Task item
Images excluded, reproduce each line of the records exactly as it stands.

(Stored data entries)
+++

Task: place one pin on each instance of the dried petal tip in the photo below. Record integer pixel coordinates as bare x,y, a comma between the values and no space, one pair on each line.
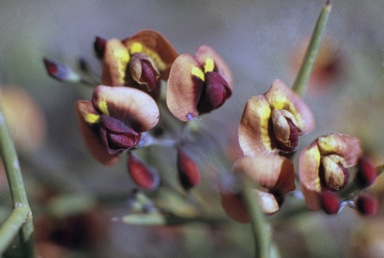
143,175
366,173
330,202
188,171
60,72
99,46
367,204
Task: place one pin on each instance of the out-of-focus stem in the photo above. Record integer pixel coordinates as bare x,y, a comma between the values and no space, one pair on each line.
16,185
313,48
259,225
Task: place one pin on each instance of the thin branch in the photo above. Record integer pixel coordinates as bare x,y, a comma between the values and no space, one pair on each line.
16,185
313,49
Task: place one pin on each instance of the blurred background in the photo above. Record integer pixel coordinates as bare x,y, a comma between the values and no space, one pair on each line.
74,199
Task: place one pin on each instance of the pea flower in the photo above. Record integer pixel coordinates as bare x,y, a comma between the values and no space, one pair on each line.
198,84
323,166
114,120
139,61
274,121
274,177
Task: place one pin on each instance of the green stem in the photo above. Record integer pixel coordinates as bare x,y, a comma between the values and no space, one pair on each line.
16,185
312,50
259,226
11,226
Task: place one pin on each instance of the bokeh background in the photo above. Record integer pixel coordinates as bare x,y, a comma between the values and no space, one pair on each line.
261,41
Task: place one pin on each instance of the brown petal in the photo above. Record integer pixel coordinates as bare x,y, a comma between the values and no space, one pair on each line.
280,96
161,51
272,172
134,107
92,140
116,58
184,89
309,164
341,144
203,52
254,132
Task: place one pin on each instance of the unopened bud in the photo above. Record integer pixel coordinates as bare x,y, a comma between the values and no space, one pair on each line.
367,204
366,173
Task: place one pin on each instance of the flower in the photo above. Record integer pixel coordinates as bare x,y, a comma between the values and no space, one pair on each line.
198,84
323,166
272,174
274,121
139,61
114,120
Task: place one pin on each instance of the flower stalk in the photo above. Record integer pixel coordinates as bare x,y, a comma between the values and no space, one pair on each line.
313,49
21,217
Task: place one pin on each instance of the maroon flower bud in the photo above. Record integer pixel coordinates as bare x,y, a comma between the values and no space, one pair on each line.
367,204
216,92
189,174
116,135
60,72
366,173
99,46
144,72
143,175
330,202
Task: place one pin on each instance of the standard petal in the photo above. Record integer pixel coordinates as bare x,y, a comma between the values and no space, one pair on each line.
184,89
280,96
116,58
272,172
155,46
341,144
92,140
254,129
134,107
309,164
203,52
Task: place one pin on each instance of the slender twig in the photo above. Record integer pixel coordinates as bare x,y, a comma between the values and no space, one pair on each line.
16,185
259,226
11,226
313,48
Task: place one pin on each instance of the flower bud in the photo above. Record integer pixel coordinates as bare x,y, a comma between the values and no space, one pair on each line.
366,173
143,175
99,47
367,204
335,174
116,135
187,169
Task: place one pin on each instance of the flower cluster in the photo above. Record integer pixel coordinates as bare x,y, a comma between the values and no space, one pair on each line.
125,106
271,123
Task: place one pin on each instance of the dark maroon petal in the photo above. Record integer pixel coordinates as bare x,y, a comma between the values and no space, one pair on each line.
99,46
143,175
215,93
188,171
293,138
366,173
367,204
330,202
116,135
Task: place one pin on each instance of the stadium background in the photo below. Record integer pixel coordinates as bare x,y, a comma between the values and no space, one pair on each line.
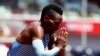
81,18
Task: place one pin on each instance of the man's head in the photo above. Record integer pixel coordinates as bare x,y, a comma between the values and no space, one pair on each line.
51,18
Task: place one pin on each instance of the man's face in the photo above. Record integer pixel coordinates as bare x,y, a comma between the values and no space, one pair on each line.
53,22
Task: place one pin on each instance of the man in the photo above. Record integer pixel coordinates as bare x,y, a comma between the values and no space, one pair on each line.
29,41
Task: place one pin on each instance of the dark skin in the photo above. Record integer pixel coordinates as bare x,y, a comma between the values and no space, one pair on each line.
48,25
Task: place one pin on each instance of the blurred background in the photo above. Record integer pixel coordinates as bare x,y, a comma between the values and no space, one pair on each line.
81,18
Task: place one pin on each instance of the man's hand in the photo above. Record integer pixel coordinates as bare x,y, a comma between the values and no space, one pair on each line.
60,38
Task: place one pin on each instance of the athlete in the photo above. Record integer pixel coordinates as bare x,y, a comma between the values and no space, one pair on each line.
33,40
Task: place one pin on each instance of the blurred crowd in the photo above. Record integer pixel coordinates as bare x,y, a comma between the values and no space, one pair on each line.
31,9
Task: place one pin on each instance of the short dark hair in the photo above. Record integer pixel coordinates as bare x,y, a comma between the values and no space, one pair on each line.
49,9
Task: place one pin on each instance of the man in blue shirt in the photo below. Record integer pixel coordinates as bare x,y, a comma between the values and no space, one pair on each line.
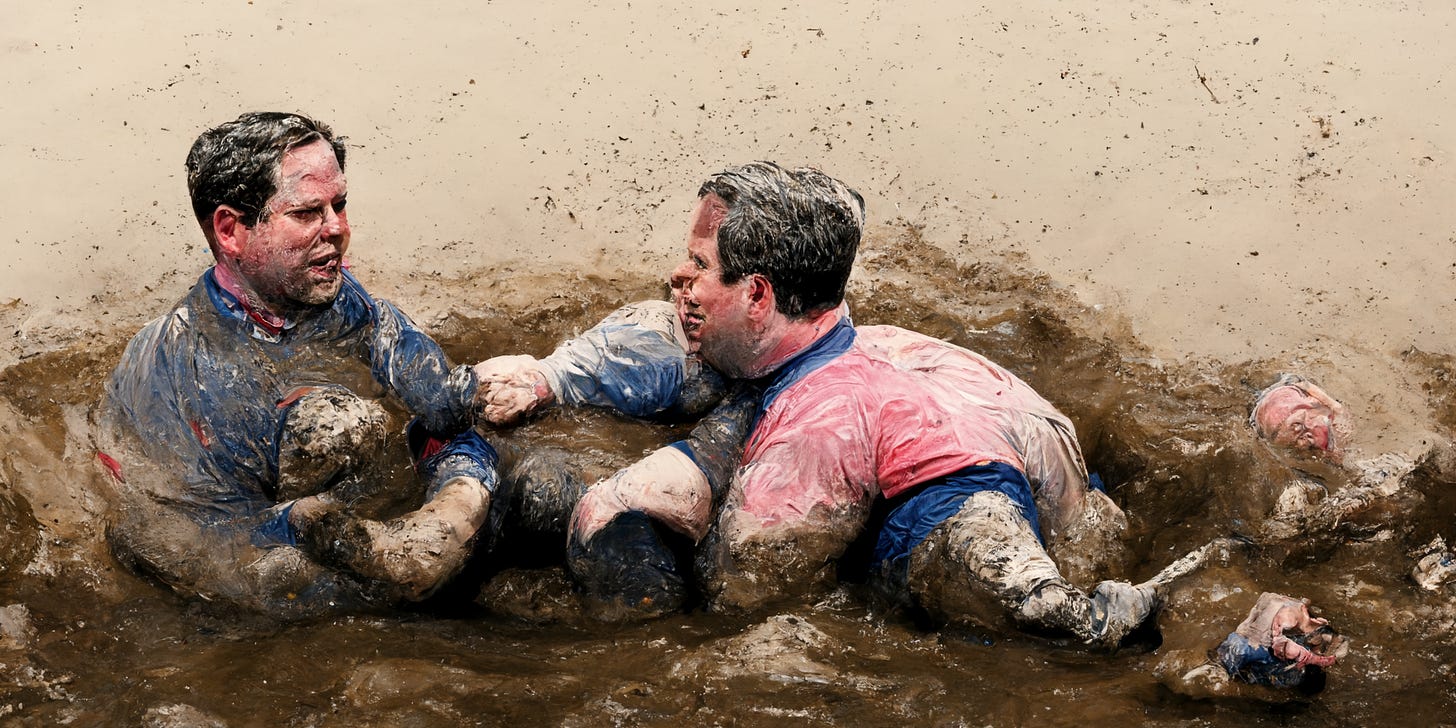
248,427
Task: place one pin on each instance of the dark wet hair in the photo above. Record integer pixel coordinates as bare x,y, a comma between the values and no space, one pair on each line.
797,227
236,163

+++

Exercise response
Task: place one pin on each instance of the dried petal tip in the photo below. Record integer pixel coordinates as bare x,y, a comma between the values and no space, one pair on each line.
143,175
366,173
330,202
188,171
60,72
99,46
367,204
Task: place one pin on each instance of the out-of-focus stem in the photo above. Record integer pixel coordinates as bare x,y, a comma between the values and no space, one pair on each line.
16,185
313,48
259,225
Task: place one pin on each instance of the thin branch in the photo above. Record integer pixel coordinates as bare x,y, a comma between the values and no space, one pair on each line.
16,185
313,49
Task: place one pin on each instance of the blurred background in the photo above. Record integer pixel coordinates as bare x,y, a comma between the values and no space, one pair on each line.
74,199
Task: place one pin on each instance of the pea flower in the photo above. Record integer pixel coordinates as bare x,y, a comma between the values and no space, one pair on each line.
198,84
323,166
114,120
139,61
274,121
274,177
Task: place one pin on each instance of the green stem in the photo above. Record integer pixel coordinates as bare x,y, a comma between the values and no space, one pair on each line.
16,185
312,50
259,226
11,226
Task: place one pin on each instance of the bokeh background in the photo above. Record integer pixel coordinates as bare x,y, a comma between the values and no space, one pair on each line.
261,41
Task: place one pin on each instance of the brown petal in the photo above. Record integer pixel coordinates as bare x,y, a comma between the values and no space, one pair on each line.
280,96
161,51
272,172
134,107
92,140
116,58
184,89
309,164
341,144
203,52
254,132
Task: place one pin on each instance of the unopened bud in the photo above. Record integer pixel coordinates as bare x,y, a comma between the values and no space, one pair on each line.
367,204
366,173
Task: place one pin on each instance of the flower in the photo above. Record integer pixel coordinates as bare x,y, a comma between the values and no space, one pair on each line.
198,84
323,166
272,174
274,121
139,61
114,120
Task: place one pin on each instance of the flower stalk in the photo above. Record integer pixel coordinates as bare x,y, a comma between the values and no space, one pair on each line.
313,49
21,217
Task: place one pin on each instance of the maroon flower bud in the photo above. Record integer pixel coordinates as bare x,y, a comma between the values and no space, one pair on each line.
367,204
216,92
189,174
116,135
60,72
366,173
99,46
144,72
143,175
330,202
Task: place one pin on each instance of the standard petal in the photo above. Record integer pixel coordinates as bare x,y, a comma between the values and no space, one pair on each line.
184,89
280,96
116,58
272,172
155,46
341,144
92,140
254,129
134,107
309,164
203,52
Task: place one pin on each instance of the slender twig in the photo above. Record integer pixel coordinates as bare x,y, a comma between the values and no space, one pair on each line.
16,185
259,226
11,226
313,48
Task: place one pin on each instance of the flower bud in the photo above. Record integer pixel coordinates as bare x,y, a comma between the values and no space, one pair on each line.
366,173
143,175
99,47
367,204
335,174
116,135
187,169
Task: place one pin on each instance of the flower cluster in the photo above. Record integer pixel coordinates as bare x,y, a comma between the values and no space, one pair on each line.
125,106
271,123
Task: place one pin on each instance of the dark maroon petal in the photo above. Record integer pixel coordinates as bare x,y, a comma between the values and no space, one pair on each line.
99,46
143,175
215,93
188,171
293,138
366,173
367,204
330,202
116,135
Task: place one pin on each instance of the stadium background in the photo below. Record integer pixel coordinates as bare x,y, a comma between the values and no space, one pair on each line.
81,18
Task: place one pin on each instance of the man's head in the photo above. Record integer pixel coordinates as bare x,y, a comma between the values and no space, one pair on each line.
51,18
Task: place one pin on each instance of the man's face in the photo above. Record integer pixel coordinates as bare x,y, a comma between the values and no space, one pair on each line.
53,22
Task: place one pin on each instance of the man in the photo above. Record integer pixel coordinates as bare x,y, a comma between the values and no space, one pair on each line.
29,41
Task: place one pin on each instance of the dark skin in the photo above. Record integer pixel coordinates as bare x,y, a comma between the values and no space, one pair on each line.
48,25
Task: place one pin on each instance of the blurred background in the photo above. Record integer pixel coordinates as bare x,y, a comma between the values and no space, one pair on each line.
81,18
Task: place one pin on each instance of the man's hand in the photo above. Record integer pixel coordinates as bare x,y, a comma between the values and no space, one pair on each line.
60,38
Task: place one pin on each instance of the athlete in the photo above. Record integer pixel coordinates as bare x,y, a comma between the values and no space, one pair on each line.
33,40
Task: place one pin on each instance of the blurred crowd in the photo above. Record integer pixel coordinates as bare x,y, a comma between the values and no space, one pair on each line.
31,9
Task: place one pin on each instance of the short dark hair in the photo above. Record integer pixel coordinates as bare x,y, a comma between the values and no space, one pair on each line.
49,9
Task: place one pin on each instance of the man in blue shirt in the photo below. Record integer pixel coordinates as bare x,y, a comma between the values and no space, one pair on each line.
248,427
Task: place one pin on each instance of the dark wet hair in the photo above. Record integer pixel coordinates as bare x,y, a comma between the values and no space, one pair on each line.
797,227
236,163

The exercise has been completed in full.